**Work request:** Reproduce the data below in full and to the letter, images excepted.

↓

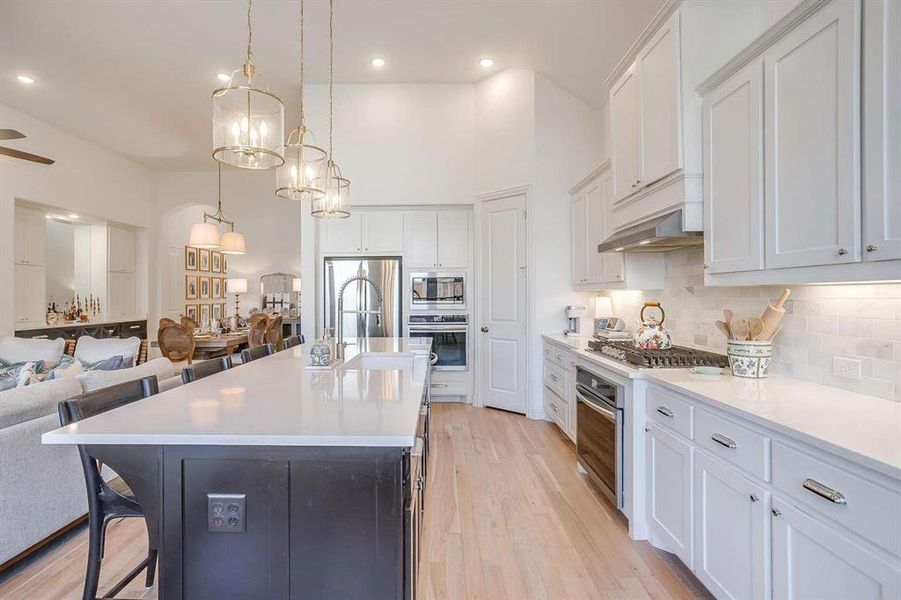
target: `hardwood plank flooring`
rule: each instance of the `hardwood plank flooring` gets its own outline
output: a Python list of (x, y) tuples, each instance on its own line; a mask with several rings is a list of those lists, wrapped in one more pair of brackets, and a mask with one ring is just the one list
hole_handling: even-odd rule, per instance
[[(427, 600), (711, 598), (675, 558), (629, 539), (575, 468), (556, 426), (463, 404), (432, 406), (420, 589)], [(140, 562), (141, 519), (112, 523), (100, 591)], [(0, 599), (81, 597), (87, 528), (0, 574)], [(120, 598), (153, 599), (139, 577)]]

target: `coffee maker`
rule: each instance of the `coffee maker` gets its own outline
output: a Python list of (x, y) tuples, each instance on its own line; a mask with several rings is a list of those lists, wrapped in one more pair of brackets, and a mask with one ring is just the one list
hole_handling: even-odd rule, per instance
[(588, 335), (587, 313), (584, 306), (567, 306), (567, 327), (563, 335)]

↑

**Final answer:**
target: `hardwood plank flooring`
rule: each instance of the `hardwood plank flooring` gets its own outline
output: a Python list of (x, y) tuples, each instance on its own line; a mask with several rings is a list of those lists, wrapped in one more pair of brackets, and a mask with one ring is just the one list
hole_handling: even-odd rule, per instance
[[(427, 600), (711, 598), (675, 558), (629, 539), (575, 468), (556, 426), (463, 404), (432, 406), (420, 589)], [(140, 562), (141, 519), (112, 523), (100, 591)], [(0, 599), (81, 597), (87, 528), (0, 574)], [(120, 598), (153, 599), (139, 577)]]

target: `coffee maker`
rule: each instance of the `coffee maker` gets its own outline
output: a Python list of (x, y) tuples, each instance on its own line; a mask with several rings is a list of those lists, wrapped in one more pair of brackets, and a mask with one ring is just the one list
hole_handling: even-odd rule, per instance
[(588, 335), (587, 313), (584, 306), (567, 306), (567, 327), (563, 335)]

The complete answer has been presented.